━━━━━ Exercise data

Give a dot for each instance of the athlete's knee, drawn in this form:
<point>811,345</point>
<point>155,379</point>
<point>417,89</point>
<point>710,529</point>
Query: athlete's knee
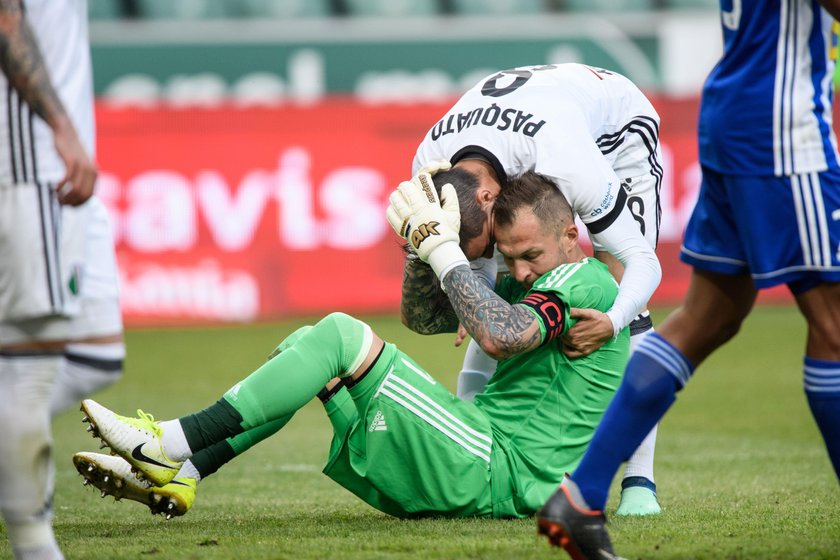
<point>821,308</point>
<point>88,368</point>
<point>349,337</point>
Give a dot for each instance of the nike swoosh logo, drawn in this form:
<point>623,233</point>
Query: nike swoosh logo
<point>137,453</point>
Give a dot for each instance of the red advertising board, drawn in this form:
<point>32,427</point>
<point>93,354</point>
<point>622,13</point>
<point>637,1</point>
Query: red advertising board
<point>239,214</point>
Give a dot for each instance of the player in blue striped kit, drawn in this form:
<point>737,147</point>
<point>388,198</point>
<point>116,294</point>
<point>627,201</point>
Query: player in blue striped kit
<point>768,213</point>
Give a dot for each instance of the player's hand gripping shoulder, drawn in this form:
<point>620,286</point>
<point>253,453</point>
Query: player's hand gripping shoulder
<point>429,227</point>
<point>592,330</point>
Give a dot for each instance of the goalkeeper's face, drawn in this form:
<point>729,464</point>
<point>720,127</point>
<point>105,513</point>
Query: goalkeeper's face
<point>531,248</point>
<point>480,245</point>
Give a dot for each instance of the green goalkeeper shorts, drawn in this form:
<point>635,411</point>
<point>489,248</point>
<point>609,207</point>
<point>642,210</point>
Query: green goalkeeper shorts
<point>408,447</point>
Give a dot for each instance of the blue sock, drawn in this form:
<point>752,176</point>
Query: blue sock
<point>655,372</point>
<point>822,387</point>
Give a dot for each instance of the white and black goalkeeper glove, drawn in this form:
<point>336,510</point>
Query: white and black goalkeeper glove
<point>431,228</point>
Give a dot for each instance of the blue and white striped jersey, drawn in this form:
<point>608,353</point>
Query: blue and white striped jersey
<point>766,106</point>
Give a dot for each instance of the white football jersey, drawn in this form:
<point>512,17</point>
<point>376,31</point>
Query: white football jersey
<point>60,28</point>
<point>564,121</point>
<point>589,130</point>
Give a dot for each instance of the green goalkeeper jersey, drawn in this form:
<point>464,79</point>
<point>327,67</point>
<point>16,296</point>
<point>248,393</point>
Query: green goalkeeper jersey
<point>542,405</point>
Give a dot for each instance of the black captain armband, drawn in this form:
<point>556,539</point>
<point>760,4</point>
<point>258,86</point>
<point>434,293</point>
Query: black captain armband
<point>550,310</point>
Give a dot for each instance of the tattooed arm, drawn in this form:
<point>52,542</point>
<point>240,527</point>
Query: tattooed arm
<point>23,65</point>
<point>501,329</point>
<point>424,307</point>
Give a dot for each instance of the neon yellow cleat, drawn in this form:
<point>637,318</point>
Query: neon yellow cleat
<point>137,440</point>
<point>113,477</point>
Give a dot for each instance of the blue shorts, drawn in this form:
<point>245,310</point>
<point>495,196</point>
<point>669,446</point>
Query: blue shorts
<point>780,230</point>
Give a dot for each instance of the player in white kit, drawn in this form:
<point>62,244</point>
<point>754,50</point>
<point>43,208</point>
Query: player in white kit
<point>60,323</point>
<point>595,135</point>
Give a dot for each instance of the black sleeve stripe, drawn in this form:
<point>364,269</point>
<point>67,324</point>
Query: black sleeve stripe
<point>550,310</point>
<point>607,219</point>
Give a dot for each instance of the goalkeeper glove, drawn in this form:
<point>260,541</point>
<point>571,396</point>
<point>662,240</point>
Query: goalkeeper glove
<point>430,228</point>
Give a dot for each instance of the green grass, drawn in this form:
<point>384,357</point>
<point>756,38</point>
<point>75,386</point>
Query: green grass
<point>740,466</point>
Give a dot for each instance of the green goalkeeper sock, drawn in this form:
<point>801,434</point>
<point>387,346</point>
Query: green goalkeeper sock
<point>335,347</point>
<point>210,459</point>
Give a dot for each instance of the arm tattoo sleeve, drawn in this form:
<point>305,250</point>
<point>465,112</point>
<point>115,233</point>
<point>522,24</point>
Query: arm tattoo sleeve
<point>424,306</point>
<point>487,317</point>
<point>21,62</point>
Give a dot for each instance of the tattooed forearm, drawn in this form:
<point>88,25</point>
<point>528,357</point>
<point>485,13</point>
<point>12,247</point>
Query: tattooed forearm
<point>500,328</point>
<point>424,307</point>
<point>21,62</point>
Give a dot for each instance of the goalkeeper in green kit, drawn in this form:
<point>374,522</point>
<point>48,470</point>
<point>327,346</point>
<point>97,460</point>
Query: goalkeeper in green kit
<point>403,443</point>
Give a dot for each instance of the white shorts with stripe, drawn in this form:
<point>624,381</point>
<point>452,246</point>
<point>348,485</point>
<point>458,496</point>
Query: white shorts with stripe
<point>59,276</point>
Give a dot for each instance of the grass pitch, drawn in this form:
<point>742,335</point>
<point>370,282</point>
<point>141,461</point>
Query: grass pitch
<point>741,469</point>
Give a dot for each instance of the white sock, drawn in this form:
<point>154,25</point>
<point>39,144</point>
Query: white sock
<point>174,441</point>
<point>26,471</point>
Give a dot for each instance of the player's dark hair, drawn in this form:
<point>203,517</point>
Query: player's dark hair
<point>466,184</point>
<point>537,192</point>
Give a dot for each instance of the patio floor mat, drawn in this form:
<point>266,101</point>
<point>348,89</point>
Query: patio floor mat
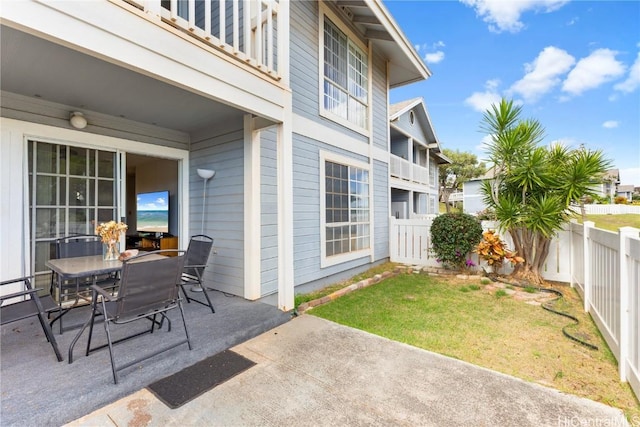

━━━━━━━━━━

Exercise prompt ▸
Exclude all pictures and reproduce verbatim the lines running from the line that contains "Query: player's dark hair" to the end of the data above, both ends included.

Output ▸
Query: player's dark hair
<point>466,184</point>
<point>537,192</point>
Give a dot for each instance of the patio floor mat, drawn in this form:
<point>266,101</point>
<point>348,89</point>
Query: patio floor mat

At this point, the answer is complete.